BEGIN INFORMATION GIVEN

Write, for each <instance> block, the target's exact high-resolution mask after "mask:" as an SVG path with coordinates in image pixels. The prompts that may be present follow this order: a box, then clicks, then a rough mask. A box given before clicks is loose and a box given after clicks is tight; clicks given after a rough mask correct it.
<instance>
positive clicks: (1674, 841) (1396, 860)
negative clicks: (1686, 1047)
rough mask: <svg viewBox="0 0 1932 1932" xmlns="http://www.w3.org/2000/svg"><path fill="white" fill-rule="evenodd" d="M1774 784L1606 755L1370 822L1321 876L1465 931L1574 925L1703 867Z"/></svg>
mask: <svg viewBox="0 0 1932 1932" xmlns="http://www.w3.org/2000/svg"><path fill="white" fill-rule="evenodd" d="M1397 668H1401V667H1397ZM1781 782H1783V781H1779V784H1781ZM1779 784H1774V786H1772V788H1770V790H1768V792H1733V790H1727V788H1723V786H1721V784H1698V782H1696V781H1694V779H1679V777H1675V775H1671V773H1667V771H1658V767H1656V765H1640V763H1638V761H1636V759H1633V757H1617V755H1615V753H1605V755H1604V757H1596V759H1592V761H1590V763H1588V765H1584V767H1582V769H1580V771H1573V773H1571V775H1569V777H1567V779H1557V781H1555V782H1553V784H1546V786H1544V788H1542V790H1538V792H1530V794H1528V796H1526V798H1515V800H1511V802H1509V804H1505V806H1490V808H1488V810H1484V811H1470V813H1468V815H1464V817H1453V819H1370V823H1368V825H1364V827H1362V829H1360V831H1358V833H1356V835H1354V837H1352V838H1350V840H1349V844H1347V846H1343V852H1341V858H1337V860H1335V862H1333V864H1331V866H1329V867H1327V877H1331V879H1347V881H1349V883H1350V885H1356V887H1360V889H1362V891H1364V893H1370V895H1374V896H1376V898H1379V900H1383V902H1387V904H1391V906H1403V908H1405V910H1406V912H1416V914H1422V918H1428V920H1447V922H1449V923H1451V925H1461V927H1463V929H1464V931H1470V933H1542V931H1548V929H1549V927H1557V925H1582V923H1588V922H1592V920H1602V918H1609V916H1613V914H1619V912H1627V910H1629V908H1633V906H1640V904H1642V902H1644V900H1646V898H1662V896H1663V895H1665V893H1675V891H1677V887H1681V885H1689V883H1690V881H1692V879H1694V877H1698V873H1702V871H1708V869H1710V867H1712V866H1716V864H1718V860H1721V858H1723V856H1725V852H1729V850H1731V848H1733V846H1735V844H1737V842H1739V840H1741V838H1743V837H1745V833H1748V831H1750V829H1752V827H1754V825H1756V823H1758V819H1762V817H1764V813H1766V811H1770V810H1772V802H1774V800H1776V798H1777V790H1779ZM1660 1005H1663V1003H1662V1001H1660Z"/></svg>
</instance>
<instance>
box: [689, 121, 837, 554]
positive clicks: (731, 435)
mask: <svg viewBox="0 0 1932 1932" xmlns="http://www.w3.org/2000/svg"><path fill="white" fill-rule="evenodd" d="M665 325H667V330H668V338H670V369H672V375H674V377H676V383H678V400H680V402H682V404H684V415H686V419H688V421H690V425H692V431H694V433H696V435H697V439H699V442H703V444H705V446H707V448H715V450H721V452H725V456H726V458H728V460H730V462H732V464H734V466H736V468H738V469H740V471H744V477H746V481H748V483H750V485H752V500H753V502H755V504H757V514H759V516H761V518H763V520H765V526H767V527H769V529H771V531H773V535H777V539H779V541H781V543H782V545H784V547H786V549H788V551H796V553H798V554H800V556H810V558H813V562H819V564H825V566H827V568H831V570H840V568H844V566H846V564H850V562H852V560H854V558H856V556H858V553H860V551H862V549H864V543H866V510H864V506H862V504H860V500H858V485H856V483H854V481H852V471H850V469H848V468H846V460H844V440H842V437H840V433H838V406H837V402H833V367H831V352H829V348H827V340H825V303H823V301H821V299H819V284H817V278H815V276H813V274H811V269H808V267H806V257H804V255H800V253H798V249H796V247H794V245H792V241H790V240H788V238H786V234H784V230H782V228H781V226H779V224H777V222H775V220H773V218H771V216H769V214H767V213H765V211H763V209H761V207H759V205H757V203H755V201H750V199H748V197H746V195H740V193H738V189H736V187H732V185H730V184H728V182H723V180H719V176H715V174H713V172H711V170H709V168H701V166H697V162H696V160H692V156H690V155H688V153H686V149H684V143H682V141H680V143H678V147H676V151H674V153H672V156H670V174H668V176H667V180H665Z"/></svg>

END INFORMATION GIVEN

WHAT IS REQUIRED:
Output all of the data above verbatim, line for line.

RESPONSE BELOW:
Write, for each <instance> block, the target's exact high-resolution mask after "mask:" as an SVG path with coordinates in image pixels. The prompts that may be present follow this order: a box, then clicks, then a rough mask. A box given before clicks is loose and a box given after clicks is tight; clicks given after a rough mask correct it.
<instance>
positive clicks: (1674, 841) (1396, 860)
negative clicks: (1686, 1047)
rough mask: <svg viewBox="0 0 1932 1932" xmlns="http://www.w3.org/2000/svg"><path fill="white" fill-rule="evenodd" d="M1774 784L1606 755L1370 822L1321 876L1465 931L1574 925L1703 867Z"/></svg>
mask: <svg viewBox="0 0 1932 1932" xmlns="http://www.w3.org/2000/svg"><path fill="white" fill-rule="evenodd" d="M1397 668H1401V667H1397ZM1781 782H1783V781H1779V784H1781ZM1779 784H1774V786H1772V788H1770V790H1768V792H1733V790H1727V788H1723V786H1721V784H1698V782H1696V781H1694V779H1679V777H1675V775H1671V773H1667V771H1658V767H1656V765H1640V763H1638V761H1636V759H1633V757H1617V755H1615V753H1605V755H1604V757H1596V759H1592V761H1590V763H1588V765H1584V767H1582V769H1580V771H1573V773H1571V775H1569V777H1567V779H1557V781H1555V782H1553V784H1546V786H1544V788H1542V790H1538V792H1530V794H1528V796H1526V798H1515V800H1511V802H1509V804H1505V806H1490V808H1488V810H1484V811H1470V813H1468V815H1464V817H1453V819H1370V823H1368V825H1364V827H1362V829H1360V831H1358V833H1356V835H1354V837H1352V838H1350V840H1349V844H1347V846H1343V852H1341V858H1337V860H1335V862H1333V864H1331V866H1329V867H1327V877H1331V879H1347V881H1349V883H1350V885H1356V887H1360V889H1362V891H1364V893H1370V895H1374V896H1376V898H1379V900H1383V902H1387V904H1391V906H1403V908H1405V910H1406V912H1416V914H1422V918H1428V920H1447V922H1449V923H1451V925H1461V927H1463V929H1464V931H1470V933H1542V931H1548V929H1549V927H1557V925H1582V923H1588V922H1592V920H1602V918H1609V916H1613V914H1619V912H1627V910H1629V908H1633V906H1640V904H1642V902H1644V900H1646V898H1662V896H1663V895H1665V893H1675V891H1677V887H1681V885H1689V883H1690V881H1692V879H1694V877H1698V873H1702V871H1708V869H1710V867H1712V866H1716V864H1718V860H1721V858H1723V856H1725V852H1729V850H1731V848H1733V846H1735V844H1737V842H1739V840H1741V838H1743V837H1745V833H1748V831H1750V829H1752V827H1754V825H1756V823H1758V819H1762V817H1764V813H1766V811H1770V810H1772V802H1774V800H1776V798H1777V790H1779ZM1660 1005H1663V1003H1662V1001H1660Z"/></svg>
</instance>
<instance>
box: [689, 121, 837, 554]
positive clicks: (731, 435)
mask: <svg viewBox="0 0 1932 1932" xmlns="http://www.w3.org/2000/svg"><path fill="white" fill-rule="evenodd" d="M665 325H667V330H668V338H670V369H672V375H674V377H676V383H678V400H680V402H682V404H684V415H686V419H688V421H690V425H692V431H694V433H696V435H697V439H699V442H703V444H705V446H707V448H715V450H721V452H725V456H726V458H728V460H730V462H732V464H734V466H736V468H738V469H740V471H744V477H746V481H748V483H750V485H752V500H753V502H755V504H757V514H759V516H761V518H763V520H765V526H767V527H769V529H771V531H773V535H777V539H779V541H781V543H782V545H784V547H786V549H788V551H796V553H798V554H800V556H810V558H813V562H819V564H825V566H827V568H831V570H840V568H844V566H846V564H850V562H852V560H854V558H856V556H858V553H860V551H862V549H864V543H866V510H864V506H862V504H860V500H858V485H856V483H854V481H852V471H850V469H848V468H846V460H844V440H842V437H840V433H838V406H837V402H833V367H831V352H829V348H827V340H825V303H823V301H821V299H819V284H817V278H815V276H813V274H811V269H808V267H806V257H804V255H800V253H798V249H796V247H794V245H792V241H790V240H788V238H786V234H784V230H782V228H781V226H779V224H777V222H775V220H773V218H771V216H769V214H767V213H765V211H763V209H761V207H759V205H757V203H755V201H750V199H748V197H746V195H740V193H738V189H736V187H732V185H730V184H728V182H723V180H719V176H715V174H713V172H711V170H709V168H701V166H697V162H696V160H692V156H690V155H688V153H686V149H684V143H682V141H680V143H678V147H676V151H674V153H672V156H670V174H668V176H667V180H665Z"/></svg>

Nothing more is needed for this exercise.